» **Given information**:
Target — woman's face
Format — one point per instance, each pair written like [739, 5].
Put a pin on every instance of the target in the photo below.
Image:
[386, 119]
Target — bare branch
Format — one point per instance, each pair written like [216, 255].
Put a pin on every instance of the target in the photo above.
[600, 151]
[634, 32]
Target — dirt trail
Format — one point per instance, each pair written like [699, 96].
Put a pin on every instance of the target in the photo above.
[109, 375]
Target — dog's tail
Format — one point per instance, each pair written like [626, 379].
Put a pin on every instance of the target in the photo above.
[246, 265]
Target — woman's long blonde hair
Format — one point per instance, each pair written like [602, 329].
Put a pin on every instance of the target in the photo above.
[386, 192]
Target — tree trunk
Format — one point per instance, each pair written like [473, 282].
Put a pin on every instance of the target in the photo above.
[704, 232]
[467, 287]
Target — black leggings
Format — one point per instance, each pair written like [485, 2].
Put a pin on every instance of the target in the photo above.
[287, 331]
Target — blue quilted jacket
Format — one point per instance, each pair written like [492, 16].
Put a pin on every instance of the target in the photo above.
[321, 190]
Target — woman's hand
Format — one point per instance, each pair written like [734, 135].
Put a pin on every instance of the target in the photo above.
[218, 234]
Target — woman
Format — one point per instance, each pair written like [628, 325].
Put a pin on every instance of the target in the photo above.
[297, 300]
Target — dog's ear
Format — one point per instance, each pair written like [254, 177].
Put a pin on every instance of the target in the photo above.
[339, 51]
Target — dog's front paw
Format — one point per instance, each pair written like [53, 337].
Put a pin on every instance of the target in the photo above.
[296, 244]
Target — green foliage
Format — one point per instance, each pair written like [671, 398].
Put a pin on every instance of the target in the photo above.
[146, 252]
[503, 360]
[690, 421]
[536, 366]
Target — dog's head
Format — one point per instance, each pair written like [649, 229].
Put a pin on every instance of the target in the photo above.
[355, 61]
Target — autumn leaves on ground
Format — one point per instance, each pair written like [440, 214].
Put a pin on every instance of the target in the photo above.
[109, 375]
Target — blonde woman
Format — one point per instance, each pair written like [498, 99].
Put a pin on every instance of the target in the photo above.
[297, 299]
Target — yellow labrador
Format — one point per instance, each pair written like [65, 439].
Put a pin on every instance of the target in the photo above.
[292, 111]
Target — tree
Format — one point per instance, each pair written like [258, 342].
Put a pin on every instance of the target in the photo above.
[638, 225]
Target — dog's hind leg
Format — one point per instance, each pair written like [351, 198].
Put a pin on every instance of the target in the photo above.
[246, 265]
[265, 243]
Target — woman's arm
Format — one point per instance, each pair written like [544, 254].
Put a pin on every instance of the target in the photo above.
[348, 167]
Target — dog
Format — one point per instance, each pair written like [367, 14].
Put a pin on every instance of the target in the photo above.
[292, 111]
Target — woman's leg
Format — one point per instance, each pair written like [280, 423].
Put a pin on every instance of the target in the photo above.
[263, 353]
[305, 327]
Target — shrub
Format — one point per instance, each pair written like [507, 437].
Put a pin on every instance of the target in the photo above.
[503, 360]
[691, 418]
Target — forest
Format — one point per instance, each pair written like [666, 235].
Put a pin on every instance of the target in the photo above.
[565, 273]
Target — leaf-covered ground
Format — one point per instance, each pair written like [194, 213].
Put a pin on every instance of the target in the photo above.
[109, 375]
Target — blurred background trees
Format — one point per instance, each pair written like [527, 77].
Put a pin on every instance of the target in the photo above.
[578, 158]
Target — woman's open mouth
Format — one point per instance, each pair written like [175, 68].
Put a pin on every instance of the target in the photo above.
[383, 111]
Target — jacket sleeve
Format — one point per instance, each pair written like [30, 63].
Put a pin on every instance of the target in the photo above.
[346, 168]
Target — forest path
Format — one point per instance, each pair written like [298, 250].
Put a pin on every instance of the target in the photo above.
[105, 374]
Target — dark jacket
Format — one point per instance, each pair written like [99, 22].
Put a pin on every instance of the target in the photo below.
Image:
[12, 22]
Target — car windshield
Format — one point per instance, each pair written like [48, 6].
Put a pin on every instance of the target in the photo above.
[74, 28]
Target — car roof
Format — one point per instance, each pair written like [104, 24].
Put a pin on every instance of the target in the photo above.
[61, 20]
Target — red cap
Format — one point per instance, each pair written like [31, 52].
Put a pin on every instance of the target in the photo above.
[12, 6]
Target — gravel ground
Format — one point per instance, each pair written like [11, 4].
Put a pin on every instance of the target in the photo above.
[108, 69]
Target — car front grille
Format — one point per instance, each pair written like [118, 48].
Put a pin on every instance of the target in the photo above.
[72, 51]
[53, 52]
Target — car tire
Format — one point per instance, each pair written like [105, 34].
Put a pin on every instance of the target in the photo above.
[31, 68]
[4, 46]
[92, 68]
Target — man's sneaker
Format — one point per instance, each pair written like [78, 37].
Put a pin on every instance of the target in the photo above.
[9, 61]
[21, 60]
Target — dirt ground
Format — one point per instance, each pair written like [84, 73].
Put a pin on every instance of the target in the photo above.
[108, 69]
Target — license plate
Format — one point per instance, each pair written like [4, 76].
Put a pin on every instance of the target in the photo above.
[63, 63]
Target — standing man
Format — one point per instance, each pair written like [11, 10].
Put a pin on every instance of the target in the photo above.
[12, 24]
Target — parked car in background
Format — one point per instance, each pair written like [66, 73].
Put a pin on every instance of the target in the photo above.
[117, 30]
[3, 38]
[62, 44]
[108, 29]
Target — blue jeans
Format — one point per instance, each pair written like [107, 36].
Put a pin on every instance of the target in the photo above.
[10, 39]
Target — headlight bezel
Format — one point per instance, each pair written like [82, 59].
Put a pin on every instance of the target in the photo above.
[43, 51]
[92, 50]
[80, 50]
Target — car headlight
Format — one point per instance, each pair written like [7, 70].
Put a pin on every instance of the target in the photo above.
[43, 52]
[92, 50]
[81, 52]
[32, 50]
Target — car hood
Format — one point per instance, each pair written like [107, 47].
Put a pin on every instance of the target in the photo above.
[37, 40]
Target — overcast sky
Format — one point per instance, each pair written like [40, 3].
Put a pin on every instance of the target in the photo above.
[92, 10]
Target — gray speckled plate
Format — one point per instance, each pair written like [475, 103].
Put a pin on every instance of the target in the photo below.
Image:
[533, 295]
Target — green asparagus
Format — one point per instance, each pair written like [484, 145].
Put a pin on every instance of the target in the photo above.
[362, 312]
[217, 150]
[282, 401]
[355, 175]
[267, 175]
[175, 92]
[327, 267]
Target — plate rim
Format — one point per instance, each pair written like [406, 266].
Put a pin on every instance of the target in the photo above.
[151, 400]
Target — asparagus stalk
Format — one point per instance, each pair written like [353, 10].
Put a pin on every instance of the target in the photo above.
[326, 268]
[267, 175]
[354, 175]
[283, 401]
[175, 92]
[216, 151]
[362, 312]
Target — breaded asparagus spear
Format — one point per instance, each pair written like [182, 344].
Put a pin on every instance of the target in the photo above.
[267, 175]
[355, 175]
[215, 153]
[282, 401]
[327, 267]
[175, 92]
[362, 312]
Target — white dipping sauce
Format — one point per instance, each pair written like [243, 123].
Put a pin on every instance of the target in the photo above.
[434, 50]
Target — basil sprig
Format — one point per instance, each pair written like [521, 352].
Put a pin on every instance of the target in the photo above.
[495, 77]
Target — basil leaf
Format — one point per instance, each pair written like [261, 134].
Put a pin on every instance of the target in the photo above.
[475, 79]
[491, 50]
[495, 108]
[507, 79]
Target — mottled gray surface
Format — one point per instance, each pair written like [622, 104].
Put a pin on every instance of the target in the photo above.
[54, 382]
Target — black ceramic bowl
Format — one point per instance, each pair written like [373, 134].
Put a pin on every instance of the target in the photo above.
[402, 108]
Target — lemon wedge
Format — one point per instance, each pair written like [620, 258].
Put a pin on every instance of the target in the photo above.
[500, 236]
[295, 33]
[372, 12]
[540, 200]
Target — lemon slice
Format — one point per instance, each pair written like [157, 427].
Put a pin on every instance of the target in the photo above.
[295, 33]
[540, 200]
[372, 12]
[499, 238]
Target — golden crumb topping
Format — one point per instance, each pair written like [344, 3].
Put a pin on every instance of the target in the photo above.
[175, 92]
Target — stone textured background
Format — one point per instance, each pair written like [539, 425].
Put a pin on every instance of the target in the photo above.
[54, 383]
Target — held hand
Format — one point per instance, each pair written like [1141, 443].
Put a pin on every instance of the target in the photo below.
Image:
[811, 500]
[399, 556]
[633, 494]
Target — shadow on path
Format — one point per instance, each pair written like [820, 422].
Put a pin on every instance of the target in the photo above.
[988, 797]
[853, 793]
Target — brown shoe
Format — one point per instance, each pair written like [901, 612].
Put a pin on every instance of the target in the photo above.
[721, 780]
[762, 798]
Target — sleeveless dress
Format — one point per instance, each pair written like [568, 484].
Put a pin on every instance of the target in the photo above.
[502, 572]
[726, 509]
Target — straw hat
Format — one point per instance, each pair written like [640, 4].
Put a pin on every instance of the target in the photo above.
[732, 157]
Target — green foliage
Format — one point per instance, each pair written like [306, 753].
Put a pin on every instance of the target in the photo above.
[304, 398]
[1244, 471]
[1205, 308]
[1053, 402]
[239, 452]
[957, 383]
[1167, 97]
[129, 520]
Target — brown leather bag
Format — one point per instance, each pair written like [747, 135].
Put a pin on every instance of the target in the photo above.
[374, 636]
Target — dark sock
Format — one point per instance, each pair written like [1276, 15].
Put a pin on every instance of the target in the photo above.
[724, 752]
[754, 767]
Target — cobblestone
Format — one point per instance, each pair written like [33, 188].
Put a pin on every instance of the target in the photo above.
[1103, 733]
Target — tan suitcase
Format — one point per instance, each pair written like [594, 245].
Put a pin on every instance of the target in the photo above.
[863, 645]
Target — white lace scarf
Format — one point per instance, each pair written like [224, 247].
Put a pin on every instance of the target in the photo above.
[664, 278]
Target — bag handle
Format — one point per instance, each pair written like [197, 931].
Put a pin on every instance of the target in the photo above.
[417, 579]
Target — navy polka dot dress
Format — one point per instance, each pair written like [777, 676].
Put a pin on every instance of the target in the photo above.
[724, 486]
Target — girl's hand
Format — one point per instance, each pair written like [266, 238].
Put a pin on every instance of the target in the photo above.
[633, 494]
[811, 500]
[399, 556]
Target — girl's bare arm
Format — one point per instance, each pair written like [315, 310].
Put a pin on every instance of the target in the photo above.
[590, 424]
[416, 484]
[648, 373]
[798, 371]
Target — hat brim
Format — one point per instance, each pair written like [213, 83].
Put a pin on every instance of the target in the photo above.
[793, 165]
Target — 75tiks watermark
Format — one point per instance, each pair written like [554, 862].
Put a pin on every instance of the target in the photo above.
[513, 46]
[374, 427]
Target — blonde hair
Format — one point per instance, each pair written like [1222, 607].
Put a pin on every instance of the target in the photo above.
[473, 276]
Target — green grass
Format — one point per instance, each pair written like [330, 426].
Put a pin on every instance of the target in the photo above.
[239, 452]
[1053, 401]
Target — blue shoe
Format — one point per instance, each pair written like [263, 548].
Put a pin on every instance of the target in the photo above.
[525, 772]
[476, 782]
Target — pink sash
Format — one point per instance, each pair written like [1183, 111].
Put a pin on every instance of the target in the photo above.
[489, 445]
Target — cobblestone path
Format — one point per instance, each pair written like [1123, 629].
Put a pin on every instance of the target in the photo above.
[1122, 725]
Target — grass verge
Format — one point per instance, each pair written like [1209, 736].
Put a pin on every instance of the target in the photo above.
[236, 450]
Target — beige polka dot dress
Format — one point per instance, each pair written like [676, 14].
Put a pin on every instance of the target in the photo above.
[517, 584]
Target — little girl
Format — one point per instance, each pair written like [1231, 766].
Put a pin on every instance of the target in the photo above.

» **Task brief**: Proceeding from the line containing "Target — blonde hair" through the line containing "like [676, 14].", transcribe the lines above exactly, both end lines included.

» **Reply to the exercise**:
Target — blonde hair
Format — one point per instance, each pair written like [1222, 607].
Put a pin on every instance of the target in the photo above.
[473, 276]
Target — green grass
Format — one point per instance, each pair written like [330, 426].
Put a pin on every instance of the target in the photo above.
[239, 452]
[1053, 401]
Target — blue shoe
Format — one point per instance, each pair written like [263, 548].
Put a pin on every instance of the target in the photo above.
[525, 772]
[476, 782]
Target — pink sash
Format — one point per instance, each pair written like [1183, 111].
Put a pin on every instance of the target in the photo above.
[489, 445]
Target — cobblestone path
Format — one point per instance, each pair written like [1123, 629].
Put a pin on every instance of the target in the photo above.
[1122, 725]
Target — grass verge
Format — one point per instance, each pair written like [1209, 736].
Put a pin on every instance of the target in the photo above.
[236, 450]
Target — beige polka dot dress
Format — one point per instance, each pair written like [676, 14].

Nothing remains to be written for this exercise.